Texto:
Hoy, tres décadas después de aquella película, un documental (The act of killing), de Joshua Oppenheimer, vuelve a poner ante la mirada del mundo una de las mayores matanzas de la historia contemporánea. Uno de los asesinos confesos que aparece en él, Anwar Congo, tiene un destacado protagonismo en el documental, y revela que mató a varios centenares de comunistas. No muestra el más mínimo arrepentimiento, como los demás verdugos. Los asesinos explican el problema que les causaba la abundancia de sangre: manchaba todo, y olía mal, así que aprendieron a matar estrangulando a las víctimas con alambre; ataban un extremo, envolvían el cuello de la víctima, y el verdugo estiraba con un palo desde el otro extremo. No hay pesar, ni dolor, en ellos: los asesinos se jactan de sus actos, orgullosos, seguros de ser los héroes del país. Nunca se juzgaron los hechos, jamás se puso a uno sólo de los asesinos ante un tribunal, nunca se discutió la matanza en el país, y, todavía hoy, el gobierno de Yakarta ignora las escasas reclamaciones de las víctimas porque el recuerdo del horror está grabado a fuego en la memoria colectiva.

Tarea propuesta 1:
Responde por favor estas preguntas sobre el texto del documental:
(a) ¿A cuántas personas dice Anwar Congo que mató?
(b) ¿Qué problema les causaba la sangre a los asesinos?
(c) ¿Qué gobierno ignora las reclamaciones de las víctimas?
Tarea propuesta 2: Resume el texto del documental en dos oraciones.
Tarea propuesta 3: Prosigue el texto del documental a partir de su última oración.

Anotaciones de puntos en fotos
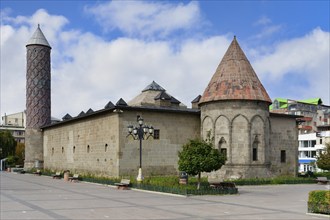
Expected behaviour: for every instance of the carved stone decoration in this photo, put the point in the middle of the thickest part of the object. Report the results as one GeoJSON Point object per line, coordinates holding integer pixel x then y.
{"type": "Point", "coordinates": [38, 102]}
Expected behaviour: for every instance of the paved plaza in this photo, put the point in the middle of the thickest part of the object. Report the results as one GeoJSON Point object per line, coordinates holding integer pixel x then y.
{"type": "Point", "coordinates": [25, 196]}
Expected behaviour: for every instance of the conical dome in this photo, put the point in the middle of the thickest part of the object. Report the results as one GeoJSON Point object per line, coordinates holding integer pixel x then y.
{"type": "Point", "coordinates": [234, 79]}
{"type": "Point", "coordinates": [38, 38]}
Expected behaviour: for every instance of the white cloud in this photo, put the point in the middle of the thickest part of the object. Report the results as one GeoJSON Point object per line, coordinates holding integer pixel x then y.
{"type": "Point", "coordinates": [264, 20]}
{"type": "Point", "coordinates": [141, 18]}
{"type": "Point", "coordinates": [88, 71]}
{"type": "Point", "coordinates": [307, 58]}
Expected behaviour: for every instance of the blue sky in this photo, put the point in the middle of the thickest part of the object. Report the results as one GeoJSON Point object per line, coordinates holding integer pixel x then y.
{"type": "Point", "coordinates": [106, 50]}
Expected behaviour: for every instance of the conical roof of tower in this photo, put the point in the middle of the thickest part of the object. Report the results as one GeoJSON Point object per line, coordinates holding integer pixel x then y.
{"type": "Point", "coordinates": [234, 79]}
{"type": "Point", "coordinates": [38, 38]}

Respuesta escrita 1:
(a) A varios centenares de comunistas.
(b) Lo manchaba todo y olía mal.
(c) El gobierno de Yakarta.

Respuesta escrita 2: El documental The act of killing, de Joshua Oppenheimer, vuelve a mostrar al mundo una de las mayores matanzas de la historia contemporánea, con asesinos confesos como Anwar Congo, que reconoce haber matado a varios centenares de comunistas sin el menor arrepentimiento. Los hechos nunca se juzgaron ni se discutieron en el país, y el gobierno de Yakarta todavía ignora las escasas reclamaciones de las víctimas.

Respuesta escrita 3:
Las matanzas no eran una novedad en Indonesia. La administración colonial holandesa ya persiguió y encarceló a los comunistas, antes de la Segunda Guerra Mundial. Miles fueron arrojados a las prisiones. Aunque las matanzas holandesas en 1945, para recuperar el control del territorio, no pudieron impedir la liberación del país, se distinguieron por su crueldad: el militar holandés Raymond Westerling destacó en la represión feroz: distintas fuentes hablan de decenas de miles de ejecuciones. También los bombardeos británicos y holandeses sobre la población civil en Surabaya, en noviembre de 1945, causaron veinte mil muertos.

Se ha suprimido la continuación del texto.